= Exercise description =
A word-for-word copy of the following listing is needed. Leave out its images.

*** Recorded information Section Begins ***

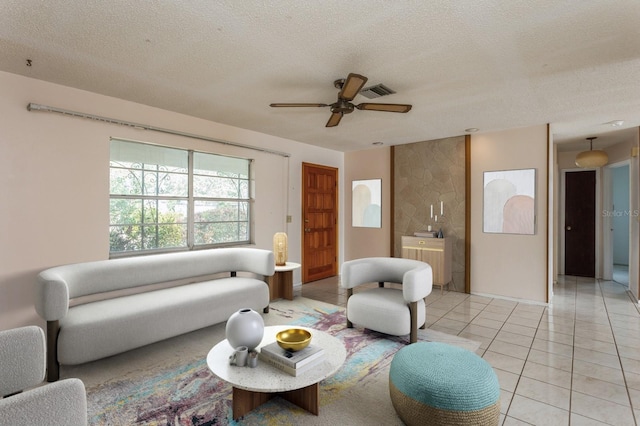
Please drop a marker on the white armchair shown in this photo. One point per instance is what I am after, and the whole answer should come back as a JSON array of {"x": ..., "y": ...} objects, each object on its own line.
[
  {"x": 25, "y": 399},
  {"x": 388, "y": 310}
]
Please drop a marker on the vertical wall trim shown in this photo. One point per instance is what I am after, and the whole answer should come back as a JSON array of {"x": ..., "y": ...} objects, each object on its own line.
[
  {"x": 467, "y": 214},
  {"x": 392, "y": 197}
]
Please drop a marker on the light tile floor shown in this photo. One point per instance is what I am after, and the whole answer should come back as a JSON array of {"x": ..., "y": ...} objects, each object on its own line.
[{"x": 574, "y": 362}]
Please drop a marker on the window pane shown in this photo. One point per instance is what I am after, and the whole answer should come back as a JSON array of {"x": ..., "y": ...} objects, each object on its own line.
[
  {"x": 125, "y": 181},
  {"x": 219, "y": 187},
  {"x": 165, "y": 211},
  {"x": 218, "y": 165},
  {"x": 125, "y": 238},
  {"x": 220, "y": 232},
  {"x": 220, "y": 211},
  {"x": 140, "y": 153},
  {"x": 164, "y": 236},
  {"x": 125, "y": 212}
]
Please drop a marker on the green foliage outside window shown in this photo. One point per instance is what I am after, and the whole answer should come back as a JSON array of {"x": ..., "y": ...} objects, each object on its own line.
[{"x": 152, "y": 206}]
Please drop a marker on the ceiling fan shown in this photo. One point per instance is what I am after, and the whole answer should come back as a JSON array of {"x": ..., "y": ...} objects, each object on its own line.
[{"x": 349, "y": 88}]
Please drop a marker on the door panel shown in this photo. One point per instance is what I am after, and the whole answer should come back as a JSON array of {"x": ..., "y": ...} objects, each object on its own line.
[
  {"x": 580, "y": 223},
  {"x": 319, "y": 221}
]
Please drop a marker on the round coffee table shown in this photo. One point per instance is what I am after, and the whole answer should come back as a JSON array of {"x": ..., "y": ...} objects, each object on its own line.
[{"x": 253, "y": 387}]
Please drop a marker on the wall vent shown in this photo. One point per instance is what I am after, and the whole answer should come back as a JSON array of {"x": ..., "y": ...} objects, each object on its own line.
[{"x": 376, "y": 91}]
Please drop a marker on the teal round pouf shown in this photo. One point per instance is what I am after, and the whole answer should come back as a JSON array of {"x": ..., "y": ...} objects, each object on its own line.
[{"x": 438, "y": 384}]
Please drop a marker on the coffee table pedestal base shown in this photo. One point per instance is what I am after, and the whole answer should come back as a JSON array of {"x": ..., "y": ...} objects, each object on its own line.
[{"x": 307, "y": 398}]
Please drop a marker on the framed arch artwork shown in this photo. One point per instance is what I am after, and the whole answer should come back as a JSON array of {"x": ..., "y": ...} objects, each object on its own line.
[
  {"x": 366, "y": 203},
  {"x": 510, "y": 202}
]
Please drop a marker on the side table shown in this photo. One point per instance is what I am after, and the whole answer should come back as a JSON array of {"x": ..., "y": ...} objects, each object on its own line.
[{"x": 281, "y": 282}]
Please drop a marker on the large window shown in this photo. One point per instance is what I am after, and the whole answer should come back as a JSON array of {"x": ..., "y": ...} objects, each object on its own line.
[{"x": 166, "y": 198}]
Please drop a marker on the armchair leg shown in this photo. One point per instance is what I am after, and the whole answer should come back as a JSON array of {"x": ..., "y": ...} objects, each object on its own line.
[
  {"x": 349, "y": 294},
  {"x": 53, "y": 367},
  {"x": 413, "y": 310}
]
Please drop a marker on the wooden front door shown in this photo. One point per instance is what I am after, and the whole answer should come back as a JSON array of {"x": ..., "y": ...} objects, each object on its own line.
[
  {"x": 319, "y": 222},
  {"x": 580, "y": 224}
]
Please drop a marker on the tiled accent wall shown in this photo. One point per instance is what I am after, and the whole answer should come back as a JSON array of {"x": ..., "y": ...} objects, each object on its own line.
[{"x": 426, "y": 173}]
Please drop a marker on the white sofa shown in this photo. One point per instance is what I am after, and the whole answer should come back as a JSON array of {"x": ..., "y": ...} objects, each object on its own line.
[
  {"x": 205, "y": 290},
  {"x": 387, "y": 310}
]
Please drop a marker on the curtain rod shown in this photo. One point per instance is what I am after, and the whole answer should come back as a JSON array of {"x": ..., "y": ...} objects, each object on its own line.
[{"x": 37, "y": 107}]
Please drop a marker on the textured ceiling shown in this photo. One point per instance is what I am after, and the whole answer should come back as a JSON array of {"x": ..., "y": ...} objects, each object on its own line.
[{"x": 492, "y": 65}]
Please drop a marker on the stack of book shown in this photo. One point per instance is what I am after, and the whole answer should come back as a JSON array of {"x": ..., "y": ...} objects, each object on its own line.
[{"x": 294, "y": 363}]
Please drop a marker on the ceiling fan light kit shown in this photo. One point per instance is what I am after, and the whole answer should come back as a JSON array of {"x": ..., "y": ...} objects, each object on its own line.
[
  {"x": 349, "y": 89},
  {"x": 592, "y": 158}
]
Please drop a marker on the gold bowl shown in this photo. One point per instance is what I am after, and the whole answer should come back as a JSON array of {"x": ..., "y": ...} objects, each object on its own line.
[{"x": 293, "y": 339}]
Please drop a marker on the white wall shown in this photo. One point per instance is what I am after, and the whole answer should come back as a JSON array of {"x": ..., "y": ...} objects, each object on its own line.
[
  {"x": 54, "y": 180},
  {"x": 513, "y": 266}
]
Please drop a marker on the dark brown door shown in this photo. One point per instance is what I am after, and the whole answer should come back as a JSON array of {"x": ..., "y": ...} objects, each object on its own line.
[
  {"x": 319, "y": 222},
  {"x": 580, "y": 224}
]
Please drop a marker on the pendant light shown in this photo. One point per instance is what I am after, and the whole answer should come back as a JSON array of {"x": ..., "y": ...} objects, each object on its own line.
[{"x": 591, "y": 158}]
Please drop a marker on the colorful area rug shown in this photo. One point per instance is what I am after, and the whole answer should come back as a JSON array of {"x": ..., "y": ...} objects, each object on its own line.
[{"x": 169, "y": 383}]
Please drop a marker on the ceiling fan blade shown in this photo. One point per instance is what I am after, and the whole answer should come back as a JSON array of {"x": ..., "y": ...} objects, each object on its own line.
[
  {"x": 334, "y": 120},
  {"x": 297, "y": 105},
  {"x": 352, "y": 86},
  {"x": 384, "y": 107}
]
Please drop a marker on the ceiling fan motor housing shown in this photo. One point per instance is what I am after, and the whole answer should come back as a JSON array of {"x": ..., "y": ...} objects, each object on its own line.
[{"x": 342, "y": 106}]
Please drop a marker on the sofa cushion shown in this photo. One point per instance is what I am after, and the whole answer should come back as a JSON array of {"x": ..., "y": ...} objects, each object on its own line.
[{"x": 107, "y": 327}]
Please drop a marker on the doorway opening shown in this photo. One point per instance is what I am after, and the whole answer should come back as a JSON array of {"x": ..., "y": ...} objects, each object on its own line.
[{"x": 618, "y": 220}]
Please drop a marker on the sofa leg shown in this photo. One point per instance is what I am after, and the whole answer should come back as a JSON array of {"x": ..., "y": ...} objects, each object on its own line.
[
  {"x": 53, "y": 367},
  {"x": 413, "y": 310}
]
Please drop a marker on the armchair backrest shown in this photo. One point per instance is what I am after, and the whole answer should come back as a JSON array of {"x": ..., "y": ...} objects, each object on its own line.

*** Recorded information Section Ends ***

= Output of the task =
Please drop a marker on the white armchair shown in this photo. One point per instance is what I am after, and the whole answer should come back as a JSON array of {"x": ..., "y": ...} objects, each object on its own line.
[
  {"x": 25, "y": 399},
  {"x": 388, "y": 310}
]
Please drop a marker on the vertical wall trim shown in this photo. One point per instance is what I am after, and the whole answer should come back as a JSON array of {"x": ..., "y": ...} objects, each object on its own line.
[
  {"x": 467, "y": 214},
  {"x": 392, "y": 197}
]
Please drop a marker on the light tile floor shown in this photo. One point per instance is what I am after, and the whole answer should come back as a JSON array of {"x": ..., "y": ...} objects, each object on its own line.
[{"x": 574, "y": 362}]
Please drop a marker on the window pane shown in this photo. One point per instance is what I am after, and the whole answer should come back as a JSON array of {"x": ..., "y": ...} objects, each object on its own line.
[
  {"x": 125, "y": 181},
  {"x": 219, "y": 187},
  {"x": 165, "y": 211},
  {"x": 218, "y": 165},
  {"x": 125, "y": 238},
  {"x": 220, "y": 232},
  {"x": 220, "y": 211},
  {"x": 140, "y": 153},
  {"x": 164, "y": 236},
  {"x": 125, "y": 212}
]
Please drop a marker on the green foliage outside window shown in this photo. One point per instance is what I am after, and the whole answer should come back as a JSON array of {"x": ..., "y": ...} objects, each object on its own line.
[{"x": 152, "y": 206}]
Please drop a marker on the ceiling fan shown in this photo. One point per instance is what I am after, and the whole answer should come back as a JSON array of {"x": ..., "y": ...} objects, each object on its own line.
[{"x": 349, "y": 88}]
Please drop a marker on the door panel shown in this photo. One point per instance is what I am after, and the whole answer should come back as a JSON array of {"x": ..., "y": ...} objects, each object on its own line.
[
  {"x": 580, "y": 223},
  {"x": 319, "y": 221}
]
Please drop a marker on the round coffee table shown in this photo. One point per instance is what I am after, and the whole answer should come back as a JSON array of {"x": ..., "y": ...} objects, each object on its own line.
[{"x": 253, "y": 387}]
Please drop a marker on the wall vent shown in this photo. One point per instance is what I am after, and the whole answer should come back as a JSON array of {"x": ..., "y": ...} objects, each object on its own line.
[{"x": 376, "y": 91}]
Please drop a marker on the teal round pouf shown in this photo. One point per instance is what I am after, and the whole answer should come back as a JSON array of {"x": ..., "y": ...} objects, each object on its own line.
[{"x": 438, "y": 384}]
Please drop a marker on the coffee table pedestal base shown in this photo. One point per instance is what I am after, and the whole answer should come back as a JSON array of {"x": ..., "y": ...} objects, each object on its own line.
[{"x": 307, "y": 398}]
Please drop a marker on the framed arch artwork shown in this photo. One point per instance is what I am after, and the whole answer should come back as a JSON array of {"x": ..., "y": ...} objects, each object on its own line.
[
  {"x": 366, "y": 203},
  {"x": 510, "y": 202}
]
Please drop a marker on the side table shown in this photo. One point per instance is what I am after, and the whole answer should come back as a JSON array of {"x": ..., "y": ...} objects, each object on its own line.
[{"x": 281, "y": 282}]
Please drop a marker on the large window shown in this photo. One point per instance is what I am after, and the whole answer should come back as a JSON array of {"x": ..., "y": ...} objects, each object on its own line.
[{"x": 166, "y": 198}]
Please drop a marker on the armchair leg shown in this photo. One point per instance is what I am after, and the whole answer should come back as a JSON array of {"x": ..., "y": ...} objects, each object on its own line.
[
  {"x": 349, "y": 294},
  {"x": 53, "y": 367},
  {"x": 413, "y": 310}
]
Please drop a marker on the wooden front door shown in this photo. One point per instance is what I am after, and the whole answer should come back as a JSON array of {"x": ..., "y": ...} objects, each object on its own line.
[
  {"x": 319, "y": 222},
  {"x": 580, "y": 224}
]
Please drop a marker on the tiled accent wall shown in this photo. One point per instance is what I am after, and the whole answer should come back as a JSON array of {"x": ..., "y": ...} objects, each object on its own line.
[{"x": 426, "y": 173}]
Please drop a marker on the white sofa shown in this photo. One point per instance is what I am after, and the whole answer should come back as a JSON array of {"x": ..., "y": ...} objects, each object on its own line.
[
  {"x": 205, "y": 290},
  {"x": 387, "y": 310}
]
Please drop a marker on the curtain rod shown in this photo. One point per instance is what I am after, and the whole answer should come back as a JSON array of {"x": ..., "y": ...} objects, each object on its own line.
[{"x": 37, "y": 107}]
Please drop a marker on the textured ceiling shown in this photo. One point per instance is what I am after, and the whole answer should come back as a JSON array of {"x": ..., "y": ...} objects, each object on its own line.
[{"x": 492, "y": 65}]
Please drop a marker on the stack of book shown in this photo. One point per instance is what I am after, and the whole answer should come back as a JSON array of {"x": ..., "y": ...} objects, each object on its own line.
[{"x": 294, "y": 363}]
Please drop a marker on the ceiling fan light kit shown in this photo. One point per instance is what I am after, and the whole answer should come back as a JSON array of {"x": ..., "y": ...} objects, each object on its own line.
[
  {"x": 349, "y": 89},
  {"x": 592, "y": 158}
]
Please drop a marker on the gold bowl shown in this photo. One point per instance is what I am after, and the whole answer should come back as a JSON array of {"x": ..., "y": ...} objects, each object on its own line.
[{"x": 293, "y": 339}]
Please drop a marker on the white wall shown in this photo. One point per instance is what I am after, and the whole answer should come back as a JSON array of {"x": ..., "y": ...} objects, each object on its own line.
[
  {"x": 54, "y": 180},
  {"x": 513, "y": 266}
]
Please drop a marker on the dark brown door shown in this photo. One point per instance is what I am after, and the whole answer should come back as a JSON array of {"x": ..., "y": ...} objects, each object on its own line.
[
  {"x": 319, "y": 222},
  {"x": 580, "y": 224}
]
Please drop a marker on the pendant light shown in this photo. One point per instance is what I am after, and the whole answer should come back as a JSON array of {"x": ..., "y": ...} objects, each object on its own line.
[{"x": 591, "y": 158}]
Please drop a marker on the colorful area rug shown in this photo. One point per instance is what I am after, and the whole answer should come back as a JSON array of {"x": ..., "y": ...} objects, each object on its own line.
[{"x": 169, "y": 383}]
Please drop a marker on the ceiling fan blade shown in this photo. One point per instance is what I am after, and the whole answer should come back as a JSON array of {"x": ..., "y": ...} objects, each object on its own line.
[
  {"x": 334, "y": 120},
  {"x": 297, "y": 105},
  {"x": 352, "y": 86},
  {"x": 384, "y": 107}
]
Please drop a marker on the ceiling fan motor housing shown in this photo. One point per instance is what I am after, and the whole answer should come back as a JSON array of {"x": ..., "y": ...} objects, each object on its own line.
[{"x": 342, "y": 106}]
Please drop a marker on the sofa cushion shown in this photo. One point per instance is what I am after, and the whole answer should come back as a JSON array of {"x": ..., "y": ...} objects, each object on its own line.
[{"x": 107, "y": 327}]
Please drop a marker on the doorway opening shown in this photo. One point per instance is what I am after, and the whole answer should come back as a JSON array of {"x": ..., "y": ...} objects, each object on its own line.
[{"x": 618, "y": 220}]
Please drop a marker on the sofa leg shown in this photo. One point per instance is what I am after, and the whole answer should come back as a JSON array of {"x": ..., "y": ...} objects, each object on its own line.
[
  {"x": 53, "y": 367},
  {"x": 413, "y": 310}
]
Please drop a marker on the armchair backrest shown in this photo. One point per instance is what I am after, and the whole answer should come back as a JSON array of {"x": ..., "y": ...} objects, each object on its own line.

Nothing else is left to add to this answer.